[TASK BRIEF]
Please transcribe the records precisely; pictures stay out of your copy.
[Begin DATASET EXCERPTS]
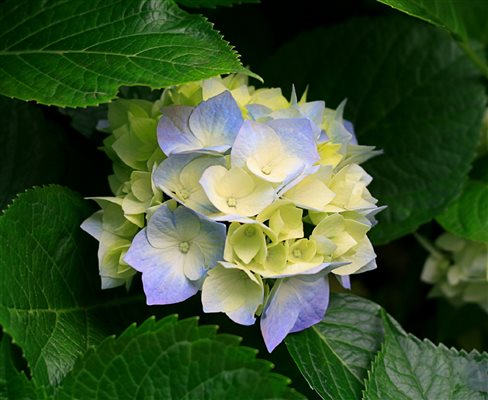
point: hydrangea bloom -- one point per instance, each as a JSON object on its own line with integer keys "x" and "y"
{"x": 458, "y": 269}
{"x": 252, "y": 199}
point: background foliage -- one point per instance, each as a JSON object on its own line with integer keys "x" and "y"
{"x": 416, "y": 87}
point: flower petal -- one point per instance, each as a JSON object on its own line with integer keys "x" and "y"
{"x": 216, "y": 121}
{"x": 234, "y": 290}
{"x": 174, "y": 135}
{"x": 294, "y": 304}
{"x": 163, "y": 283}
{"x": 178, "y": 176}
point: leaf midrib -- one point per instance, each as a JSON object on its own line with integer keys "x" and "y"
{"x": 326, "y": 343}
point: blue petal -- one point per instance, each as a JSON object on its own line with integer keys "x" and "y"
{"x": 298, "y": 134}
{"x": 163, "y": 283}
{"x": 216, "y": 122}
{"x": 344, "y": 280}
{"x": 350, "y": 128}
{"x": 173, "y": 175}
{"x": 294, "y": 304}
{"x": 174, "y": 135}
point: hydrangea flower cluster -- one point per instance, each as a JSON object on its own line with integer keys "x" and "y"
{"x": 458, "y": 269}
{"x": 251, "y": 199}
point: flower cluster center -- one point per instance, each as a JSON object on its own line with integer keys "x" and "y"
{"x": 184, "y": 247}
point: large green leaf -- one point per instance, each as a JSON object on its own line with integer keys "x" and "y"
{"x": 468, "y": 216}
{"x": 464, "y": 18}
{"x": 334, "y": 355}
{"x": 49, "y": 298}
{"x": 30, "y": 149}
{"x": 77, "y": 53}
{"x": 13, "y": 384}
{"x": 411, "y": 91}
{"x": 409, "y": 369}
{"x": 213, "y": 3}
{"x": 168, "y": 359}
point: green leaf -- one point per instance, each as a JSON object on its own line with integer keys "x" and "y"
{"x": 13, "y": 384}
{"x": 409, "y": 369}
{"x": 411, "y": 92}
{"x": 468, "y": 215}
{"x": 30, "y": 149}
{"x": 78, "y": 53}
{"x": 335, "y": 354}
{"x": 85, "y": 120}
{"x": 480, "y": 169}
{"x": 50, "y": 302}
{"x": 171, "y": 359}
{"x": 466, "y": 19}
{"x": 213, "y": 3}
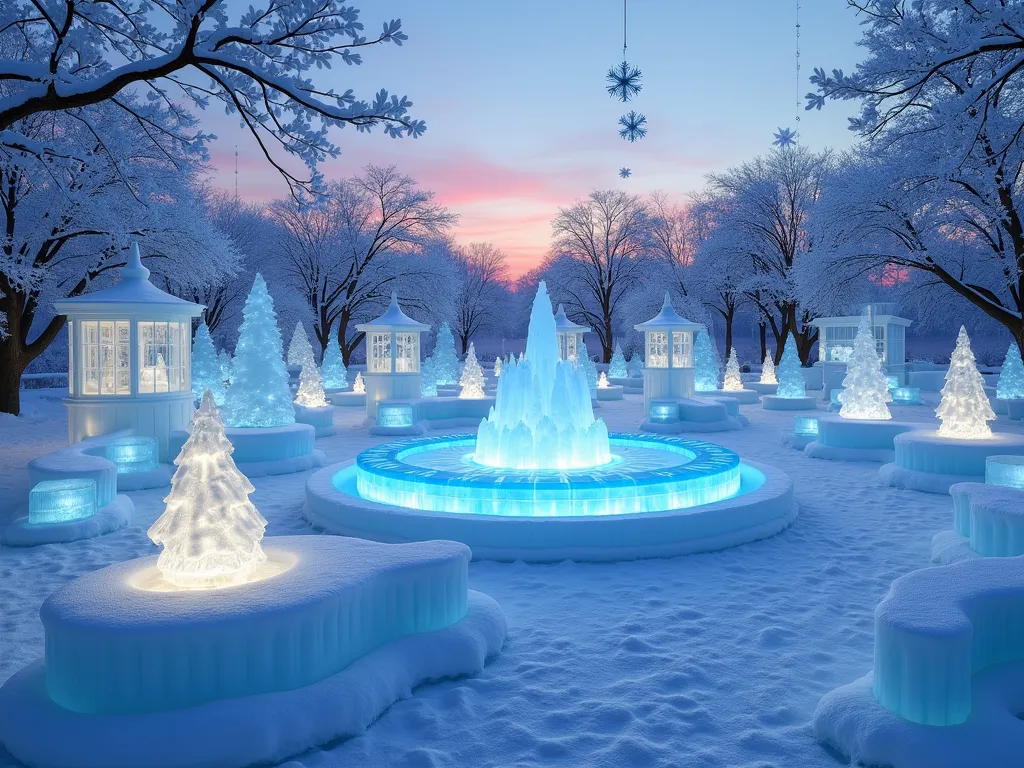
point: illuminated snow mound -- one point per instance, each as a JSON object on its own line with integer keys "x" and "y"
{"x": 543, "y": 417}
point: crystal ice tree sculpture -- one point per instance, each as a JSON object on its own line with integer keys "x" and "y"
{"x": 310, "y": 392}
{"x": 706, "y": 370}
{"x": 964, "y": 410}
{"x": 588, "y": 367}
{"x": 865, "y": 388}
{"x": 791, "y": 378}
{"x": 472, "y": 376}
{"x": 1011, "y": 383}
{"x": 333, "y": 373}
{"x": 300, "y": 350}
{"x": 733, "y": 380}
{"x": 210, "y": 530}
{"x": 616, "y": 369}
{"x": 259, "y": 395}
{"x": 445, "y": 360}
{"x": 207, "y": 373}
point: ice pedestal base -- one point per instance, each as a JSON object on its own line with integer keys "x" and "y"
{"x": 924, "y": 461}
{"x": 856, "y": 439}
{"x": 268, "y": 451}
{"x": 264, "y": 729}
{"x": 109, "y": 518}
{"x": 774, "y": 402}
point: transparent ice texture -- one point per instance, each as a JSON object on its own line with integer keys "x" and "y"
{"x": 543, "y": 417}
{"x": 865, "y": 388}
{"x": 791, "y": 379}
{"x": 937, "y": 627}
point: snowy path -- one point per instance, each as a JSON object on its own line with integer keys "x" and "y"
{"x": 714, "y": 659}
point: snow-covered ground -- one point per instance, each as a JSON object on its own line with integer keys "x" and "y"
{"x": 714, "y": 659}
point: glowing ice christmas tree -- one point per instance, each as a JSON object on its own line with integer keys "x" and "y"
[End DATASET EXCERPTS]
[FULL ANSWER]
point: hydrangea bloom -- one point per instance, each as a JSON object on its own line with integer keys "x" and "y"
{"x": 458, "y": 269}
{"x": 252, "y": 199}
point: background foliage -- one point per instance, each as a JSON object on its own line with integer keys "x" and "y"
{"x": 416, "y": 87}
point: flower petal -- one point per instance, each as a JSON object on its own line with integer keys "x" and "y"
{"x": 216, "y": 121}
{"x": 234, "y": 290}
{"x": 174, "y": 135}
{"x": 294, "y": 304}
{"x": 163, "y": 283}
{"x": 178, "y": 176}
point: leaf midrib -- one point per instance, each as a JSON object on its own line with integer keys "x" and "y"
{"x": 326, "y": 343}
point: blue petal -- one point per instance, each as a JSON object on its own line with integer keys "x" and "y"
{"x": 298, "y": 134}
{"x": 163, "y": 283}
{"x": 216, "y": 122}
{"x": 344, "y": 280}
{"x": 350, "y": 128}
{"x": 173, "y": 175}
{"x": 294, "y": 304}
{"x": 174, "y": 135}
point: hydrangea flower cluster -- one point per instance, each as a JSON object on its own line with integer keys "x" and "y"
{"x": 458, "y": 269}
{"x": 251, "y": 199}
point: flower cluster center -- one point per instance, each as a JSON object on its own line with integer keys "x" and "y"
{"x": 184, "y": 247}
point: large green leaf -- one point per instance, each as a JSON object on its own line with integer keys "x" and "y"
{"x": 468, "y": 216}
{"x": 464, "y": 18}
{"x": 334, "y": 355}
{"x": 49, "y": 298}
{"x": 30, "y": 149}
{"x": 77, "y": 53}
{"x": 13, "y": 384}
{"x": 411, "y": 91}
{"x": 409, "y": 369}
{"x": 213, "y": 3}
{"x": 168, "y": 359}
point: green leaf -- one point per instance, each as a JSON object on its own line with integer keys "x" and "y"
{"x": 13, "y": 384}
{"x": 409, "y": 369}
{"x": 411, "y": 92}
{"x": 468, "y": 215}
{"x": 30, "y": 149}
{"x": 78, "y": 53}
{"x": 335, "y": 354}
{"x": 85, "y": 120}
{"x": 480, "y": 169}
{"x": 50, "y": 302}
{"x": 171, "y": 359}
{"x": 466, "y": 19}
{"x": 213, "y": 3}
point: illuminated snow mound -- one point per instance, each as a JSON object on its own line with integer keys "x" and "y"
{"x": 543, "y": 417}
point: crystal ice tree sculpture -- one point per instance, each as a JSON object on its own line with integer keys "x" and "y"
{"x": 310, "y": 392}
{"x": 706, "y": 370}
{"x": 964, "y": 410}
{"x": 588, "y": 367}
{"x": 865, "y": 388}
{"x": 791, "y": 378}
{"x": 472, "y": 376}
{"x": 1011, "y": 383}
{"x": 333, "y": 373}
{"x": 300, "y": 350}
{"x": 733, "y": 380}
{"x": 210, "y": 530}
{"x": 616, "y": 369}
{"x": 259, "y": 395}
{"x": 445, "y": 360}
{"x": 207, "y": 373}
point: ice pedestal base -- one point per instance, each as a JSON object on its own line with integer keys "x" and "y"
{"x": 924, "y": 461}
{"x": 856, "y": 439}
{"x": 268, "y": 451}
{"x": 264, "y": 729}
{"x": 109, "y": 518}
{"x": 774, "y": 402}
point: transparent ice texture -- one point per instance, each as a JSON object on its own line with integer keys "x" and "y"
{"x": 543, "y": 417}
{"x": 865, "y": 388}
{"x": 791, "y": 379}
{"x": 937, "y": 627}
point: snowy path -- one point per instance, each as a JSON object on its own line with integer keys "x" and "y"
{"x": 714, "y": 659}
point: snow-covered ground -- one point per instance, each as a JSON object on its own line with integer keys "x" and "y"
{"x": 714, "y": 659}
point: glowing ice christmas tree -- one point per instance, each as a JSON object on its own line with integer keys "x" and "y"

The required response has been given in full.